┌─ Data entries

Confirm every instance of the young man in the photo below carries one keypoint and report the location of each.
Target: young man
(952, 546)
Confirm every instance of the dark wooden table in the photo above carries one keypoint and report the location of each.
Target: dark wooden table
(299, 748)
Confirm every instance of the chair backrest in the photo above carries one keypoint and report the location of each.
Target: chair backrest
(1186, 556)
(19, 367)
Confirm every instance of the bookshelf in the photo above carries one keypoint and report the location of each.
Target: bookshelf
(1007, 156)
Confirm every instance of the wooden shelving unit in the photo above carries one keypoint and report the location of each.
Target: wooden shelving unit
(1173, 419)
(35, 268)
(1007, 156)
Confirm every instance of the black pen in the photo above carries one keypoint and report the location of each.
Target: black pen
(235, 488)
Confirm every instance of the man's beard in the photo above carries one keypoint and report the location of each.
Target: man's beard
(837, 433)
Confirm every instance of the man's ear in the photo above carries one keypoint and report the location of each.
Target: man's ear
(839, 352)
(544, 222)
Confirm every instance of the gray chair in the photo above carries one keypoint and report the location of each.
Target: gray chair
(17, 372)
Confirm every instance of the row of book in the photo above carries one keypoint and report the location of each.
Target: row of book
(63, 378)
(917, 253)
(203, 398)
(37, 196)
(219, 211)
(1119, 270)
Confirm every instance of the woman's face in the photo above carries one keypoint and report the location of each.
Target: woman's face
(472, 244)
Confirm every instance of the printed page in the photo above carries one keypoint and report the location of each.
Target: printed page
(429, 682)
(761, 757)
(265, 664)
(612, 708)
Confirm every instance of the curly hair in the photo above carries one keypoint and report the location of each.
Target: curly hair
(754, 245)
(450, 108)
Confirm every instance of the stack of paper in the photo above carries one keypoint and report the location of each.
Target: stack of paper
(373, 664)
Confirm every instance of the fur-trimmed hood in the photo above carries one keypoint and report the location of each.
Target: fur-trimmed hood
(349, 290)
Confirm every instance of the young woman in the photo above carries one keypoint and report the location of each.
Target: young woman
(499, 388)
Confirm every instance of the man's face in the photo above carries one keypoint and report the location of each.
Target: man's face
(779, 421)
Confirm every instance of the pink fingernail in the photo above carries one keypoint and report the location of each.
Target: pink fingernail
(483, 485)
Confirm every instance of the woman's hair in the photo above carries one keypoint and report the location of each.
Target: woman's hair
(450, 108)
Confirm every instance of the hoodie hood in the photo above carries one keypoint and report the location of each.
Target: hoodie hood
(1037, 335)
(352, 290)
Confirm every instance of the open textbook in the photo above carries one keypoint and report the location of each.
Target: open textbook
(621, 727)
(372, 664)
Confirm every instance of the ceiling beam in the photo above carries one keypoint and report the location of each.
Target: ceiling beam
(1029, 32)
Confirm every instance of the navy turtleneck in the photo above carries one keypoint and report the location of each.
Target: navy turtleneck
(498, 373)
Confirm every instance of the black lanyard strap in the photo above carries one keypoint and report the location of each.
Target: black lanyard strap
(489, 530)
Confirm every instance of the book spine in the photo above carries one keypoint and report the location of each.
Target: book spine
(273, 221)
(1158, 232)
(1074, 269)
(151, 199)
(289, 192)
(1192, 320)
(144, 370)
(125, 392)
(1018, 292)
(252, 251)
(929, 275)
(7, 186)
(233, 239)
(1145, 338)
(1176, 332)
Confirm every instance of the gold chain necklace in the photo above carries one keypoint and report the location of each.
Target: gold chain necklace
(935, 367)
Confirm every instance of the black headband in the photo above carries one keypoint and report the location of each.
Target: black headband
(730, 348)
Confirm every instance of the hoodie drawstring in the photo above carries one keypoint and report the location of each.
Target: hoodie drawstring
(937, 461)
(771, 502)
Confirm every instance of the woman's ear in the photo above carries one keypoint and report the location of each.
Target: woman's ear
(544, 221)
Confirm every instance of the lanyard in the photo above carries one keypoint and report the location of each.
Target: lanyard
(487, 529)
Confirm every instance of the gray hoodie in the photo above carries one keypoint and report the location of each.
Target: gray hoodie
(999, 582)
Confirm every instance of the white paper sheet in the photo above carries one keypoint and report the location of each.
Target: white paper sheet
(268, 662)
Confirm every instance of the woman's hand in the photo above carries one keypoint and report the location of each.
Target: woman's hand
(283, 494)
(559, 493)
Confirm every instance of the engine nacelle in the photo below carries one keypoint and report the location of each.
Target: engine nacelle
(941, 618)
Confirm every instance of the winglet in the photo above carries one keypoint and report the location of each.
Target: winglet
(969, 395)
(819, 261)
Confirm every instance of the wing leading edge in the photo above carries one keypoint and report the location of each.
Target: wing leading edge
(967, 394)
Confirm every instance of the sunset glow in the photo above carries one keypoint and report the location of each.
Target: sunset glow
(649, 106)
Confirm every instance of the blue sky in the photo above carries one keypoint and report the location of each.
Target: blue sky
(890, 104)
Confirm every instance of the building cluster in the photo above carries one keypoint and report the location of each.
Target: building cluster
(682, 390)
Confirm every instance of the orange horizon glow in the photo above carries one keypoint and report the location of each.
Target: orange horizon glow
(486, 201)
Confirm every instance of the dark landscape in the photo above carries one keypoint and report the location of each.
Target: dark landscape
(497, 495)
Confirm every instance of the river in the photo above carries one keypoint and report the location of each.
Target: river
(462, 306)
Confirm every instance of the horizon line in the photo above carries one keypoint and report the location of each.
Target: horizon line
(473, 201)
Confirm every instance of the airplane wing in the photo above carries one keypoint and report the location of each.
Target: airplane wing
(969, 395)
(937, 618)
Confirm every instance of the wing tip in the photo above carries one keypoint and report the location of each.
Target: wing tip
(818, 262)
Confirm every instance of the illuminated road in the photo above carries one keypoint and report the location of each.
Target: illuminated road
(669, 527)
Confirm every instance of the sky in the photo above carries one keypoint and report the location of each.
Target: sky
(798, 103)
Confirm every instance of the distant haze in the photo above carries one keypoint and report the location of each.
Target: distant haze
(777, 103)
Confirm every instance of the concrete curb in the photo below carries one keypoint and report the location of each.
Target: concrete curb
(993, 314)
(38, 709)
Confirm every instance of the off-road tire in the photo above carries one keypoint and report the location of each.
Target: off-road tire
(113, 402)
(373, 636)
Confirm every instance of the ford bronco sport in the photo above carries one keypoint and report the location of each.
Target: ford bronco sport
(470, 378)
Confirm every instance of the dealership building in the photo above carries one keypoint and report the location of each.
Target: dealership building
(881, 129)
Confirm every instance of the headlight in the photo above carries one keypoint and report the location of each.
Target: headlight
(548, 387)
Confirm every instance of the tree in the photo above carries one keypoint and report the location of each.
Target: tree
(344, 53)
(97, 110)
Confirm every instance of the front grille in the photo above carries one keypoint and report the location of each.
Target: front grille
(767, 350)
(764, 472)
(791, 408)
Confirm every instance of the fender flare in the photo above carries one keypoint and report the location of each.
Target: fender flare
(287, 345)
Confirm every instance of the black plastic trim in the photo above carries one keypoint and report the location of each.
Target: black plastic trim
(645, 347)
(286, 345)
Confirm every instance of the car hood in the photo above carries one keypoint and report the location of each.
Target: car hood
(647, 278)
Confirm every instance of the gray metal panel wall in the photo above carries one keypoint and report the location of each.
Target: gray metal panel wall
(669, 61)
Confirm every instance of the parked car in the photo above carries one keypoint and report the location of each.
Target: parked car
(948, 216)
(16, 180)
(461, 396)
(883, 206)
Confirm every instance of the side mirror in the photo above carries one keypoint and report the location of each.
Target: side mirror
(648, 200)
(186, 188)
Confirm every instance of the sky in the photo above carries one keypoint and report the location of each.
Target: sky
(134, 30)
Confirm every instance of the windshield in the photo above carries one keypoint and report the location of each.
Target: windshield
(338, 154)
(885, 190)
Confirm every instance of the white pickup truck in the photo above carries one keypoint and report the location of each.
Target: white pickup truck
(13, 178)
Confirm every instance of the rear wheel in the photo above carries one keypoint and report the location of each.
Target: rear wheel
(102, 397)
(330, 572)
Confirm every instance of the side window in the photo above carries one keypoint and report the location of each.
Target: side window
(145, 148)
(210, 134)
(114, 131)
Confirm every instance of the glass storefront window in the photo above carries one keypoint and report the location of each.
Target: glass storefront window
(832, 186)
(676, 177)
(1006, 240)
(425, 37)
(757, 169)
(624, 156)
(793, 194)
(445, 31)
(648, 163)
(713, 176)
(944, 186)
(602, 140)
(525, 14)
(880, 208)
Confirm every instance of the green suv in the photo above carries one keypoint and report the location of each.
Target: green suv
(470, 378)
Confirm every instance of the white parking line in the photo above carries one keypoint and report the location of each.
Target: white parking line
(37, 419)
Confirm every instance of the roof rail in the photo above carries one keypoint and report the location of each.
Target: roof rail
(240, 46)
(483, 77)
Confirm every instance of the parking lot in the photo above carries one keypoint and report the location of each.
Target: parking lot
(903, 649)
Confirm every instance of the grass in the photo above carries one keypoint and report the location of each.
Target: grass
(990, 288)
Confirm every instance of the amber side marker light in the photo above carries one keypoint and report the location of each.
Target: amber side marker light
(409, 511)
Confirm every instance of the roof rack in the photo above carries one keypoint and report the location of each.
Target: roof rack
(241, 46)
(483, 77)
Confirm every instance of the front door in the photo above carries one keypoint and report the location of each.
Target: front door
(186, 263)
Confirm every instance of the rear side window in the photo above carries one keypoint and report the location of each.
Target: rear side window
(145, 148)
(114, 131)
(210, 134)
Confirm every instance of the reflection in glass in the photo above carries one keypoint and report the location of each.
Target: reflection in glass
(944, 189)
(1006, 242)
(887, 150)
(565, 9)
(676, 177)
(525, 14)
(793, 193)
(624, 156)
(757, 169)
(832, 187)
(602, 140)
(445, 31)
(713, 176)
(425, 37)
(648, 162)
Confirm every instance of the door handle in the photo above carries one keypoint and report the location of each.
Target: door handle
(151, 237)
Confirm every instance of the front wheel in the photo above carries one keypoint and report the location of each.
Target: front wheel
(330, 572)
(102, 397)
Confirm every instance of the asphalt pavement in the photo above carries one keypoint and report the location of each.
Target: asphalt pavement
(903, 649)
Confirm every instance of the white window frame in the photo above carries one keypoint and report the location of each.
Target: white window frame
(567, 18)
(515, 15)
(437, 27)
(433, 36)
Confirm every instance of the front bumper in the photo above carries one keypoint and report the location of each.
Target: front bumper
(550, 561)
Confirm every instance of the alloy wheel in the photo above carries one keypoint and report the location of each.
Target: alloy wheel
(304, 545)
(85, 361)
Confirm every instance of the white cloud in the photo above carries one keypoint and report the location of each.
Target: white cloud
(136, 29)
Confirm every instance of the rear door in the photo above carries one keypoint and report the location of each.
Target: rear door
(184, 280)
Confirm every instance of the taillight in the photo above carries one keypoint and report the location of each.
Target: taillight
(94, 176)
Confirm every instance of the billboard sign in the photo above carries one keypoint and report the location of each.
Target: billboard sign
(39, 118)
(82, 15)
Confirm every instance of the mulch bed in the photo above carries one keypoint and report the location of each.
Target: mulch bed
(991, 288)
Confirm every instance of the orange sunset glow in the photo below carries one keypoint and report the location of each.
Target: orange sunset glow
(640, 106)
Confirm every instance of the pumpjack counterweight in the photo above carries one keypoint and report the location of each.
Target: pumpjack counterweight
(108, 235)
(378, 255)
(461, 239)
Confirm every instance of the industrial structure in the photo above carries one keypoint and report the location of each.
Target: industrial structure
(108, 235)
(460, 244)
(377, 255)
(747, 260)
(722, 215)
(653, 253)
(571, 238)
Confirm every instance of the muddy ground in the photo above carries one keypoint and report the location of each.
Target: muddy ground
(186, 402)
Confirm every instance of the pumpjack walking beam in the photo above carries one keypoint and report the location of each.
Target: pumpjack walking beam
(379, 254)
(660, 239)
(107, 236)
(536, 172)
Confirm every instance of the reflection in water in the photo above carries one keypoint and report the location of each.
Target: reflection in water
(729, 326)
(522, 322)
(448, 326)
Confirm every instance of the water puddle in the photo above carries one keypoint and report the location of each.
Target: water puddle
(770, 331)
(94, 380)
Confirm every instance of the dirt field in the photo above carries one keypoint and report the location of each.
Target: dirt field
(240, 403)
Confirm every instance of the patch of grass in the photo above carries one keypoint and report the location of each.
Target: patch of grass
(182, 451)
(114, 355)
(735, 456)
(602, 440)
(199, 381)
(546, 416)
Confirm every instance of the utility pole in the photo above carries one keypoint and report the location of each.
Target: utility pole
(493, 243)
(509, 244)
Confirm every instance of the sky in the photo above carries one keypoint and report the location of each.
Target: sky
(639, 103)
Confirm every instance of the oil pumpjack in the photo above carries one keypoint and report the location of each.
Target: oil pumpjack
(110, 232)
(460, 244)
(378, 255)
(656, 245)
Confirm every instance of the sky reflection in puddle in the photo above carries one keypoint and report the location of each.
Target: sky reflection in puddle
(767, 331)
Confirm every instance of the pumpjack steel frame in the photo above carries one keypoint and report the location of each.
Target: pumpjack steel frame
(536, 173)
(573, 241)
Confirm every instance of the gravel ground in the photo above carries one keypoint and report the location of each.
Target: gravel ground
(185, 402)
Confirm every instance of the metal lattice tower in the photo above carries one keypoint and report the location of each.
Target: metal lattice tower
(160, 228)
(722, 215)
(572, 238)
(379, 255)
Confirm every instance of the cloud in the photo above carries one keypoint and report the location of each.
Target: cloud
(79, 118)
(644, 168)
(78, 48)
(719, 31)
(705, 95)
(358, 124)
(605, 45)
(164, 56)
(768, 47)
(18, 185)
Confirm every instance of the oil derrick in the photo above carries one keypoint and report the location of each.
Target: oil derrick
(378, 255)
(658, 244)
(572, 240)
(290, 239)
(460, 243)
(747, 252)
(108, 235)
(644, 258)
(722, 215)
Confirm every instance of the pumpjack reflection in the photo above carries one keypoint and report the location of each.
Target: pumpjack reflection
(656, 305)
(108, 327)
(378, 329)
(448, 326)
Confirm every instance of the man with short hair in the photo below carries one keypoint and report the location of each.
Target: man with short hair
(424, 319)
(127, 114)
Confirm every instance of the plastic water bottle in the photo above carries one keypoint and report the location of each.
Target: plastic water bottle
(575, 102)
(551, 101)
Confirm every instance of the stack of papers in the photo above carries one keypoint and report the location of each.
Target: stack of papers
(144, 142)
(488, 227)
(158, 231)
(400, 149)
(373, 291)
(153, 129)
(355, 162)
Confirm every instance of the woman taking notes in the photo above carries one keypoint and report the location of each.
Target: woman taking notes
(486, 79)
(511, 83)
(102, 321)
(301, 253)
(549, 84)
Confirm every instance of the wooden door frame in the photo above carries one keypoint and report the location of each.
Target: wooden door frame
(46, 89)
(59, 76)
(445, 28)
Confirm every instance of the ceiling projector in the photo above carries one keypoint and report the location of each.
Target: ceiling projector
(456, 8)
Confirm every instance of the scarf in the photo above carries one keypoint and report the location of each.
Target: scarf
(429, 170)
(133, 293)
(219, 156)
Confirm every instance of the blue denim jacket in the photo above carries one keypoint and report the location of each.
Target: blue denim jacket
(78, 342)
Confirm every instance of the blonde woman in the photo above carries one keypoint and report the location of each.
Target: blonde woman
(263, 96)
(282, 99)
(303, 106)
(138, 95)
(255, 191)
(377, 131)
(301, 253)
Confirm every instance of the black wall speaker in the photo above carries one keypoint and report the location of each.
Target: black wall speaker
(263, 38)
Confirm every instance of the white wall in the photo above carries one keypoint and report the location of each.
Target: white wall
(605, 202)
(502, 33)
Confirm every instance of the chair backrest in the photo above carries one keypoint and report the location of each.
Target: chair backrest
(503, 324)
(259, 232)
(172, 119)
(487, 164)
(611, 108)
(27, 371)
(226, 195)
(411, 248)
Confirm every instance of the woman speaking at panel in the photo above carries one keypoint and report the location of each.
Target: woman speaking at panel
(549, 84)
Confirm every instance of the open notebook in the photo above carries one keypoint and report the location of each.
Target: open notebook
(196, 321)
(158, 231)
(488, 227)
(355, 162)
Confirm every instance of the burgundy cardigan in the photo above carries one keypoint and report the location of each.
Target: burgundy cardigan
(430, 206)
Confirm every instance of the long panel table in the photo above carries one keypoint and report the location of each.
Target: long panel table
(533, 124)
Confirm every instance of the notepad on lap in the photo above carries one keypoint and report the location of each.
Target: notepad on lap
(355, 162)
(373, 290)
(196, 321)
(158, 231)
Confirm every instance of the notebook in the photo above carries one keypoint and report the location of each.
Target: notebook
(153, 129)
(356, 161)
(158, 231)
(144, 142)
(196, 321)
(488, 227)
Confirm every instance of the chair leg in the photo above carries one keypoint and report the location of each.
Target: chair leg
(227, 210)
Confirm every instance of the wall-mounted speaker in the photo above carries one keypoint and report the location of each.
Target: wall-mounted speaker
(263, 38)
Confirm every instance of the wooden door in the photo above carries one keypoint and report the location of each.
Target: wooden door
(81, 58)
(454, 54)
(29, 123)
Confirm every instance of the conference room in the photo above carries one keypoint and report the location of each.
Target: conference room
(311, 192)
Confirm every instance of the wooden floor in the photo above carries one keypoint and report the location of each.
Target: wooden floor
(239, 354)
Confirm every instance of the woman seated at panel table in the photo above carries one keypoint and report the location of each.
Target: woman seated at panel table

└─

→ **Your instructions**: Reproduce the stretch from the line containing "Confirm every instance of the wooden floor" through the end of the listing, changing "panel table" to "conference table" and leaving everything else unaltered.

→ **Answer for this exercise**:
Confirm every instance of the wooden floor in the photo above carries one keypoint and report the location of each.
Target: wooden floor
(239, 354)
Confirm every instance of the woman seated at conference table in the photo above carries one keypoint and report the location of each.
Target: woman seated at conference table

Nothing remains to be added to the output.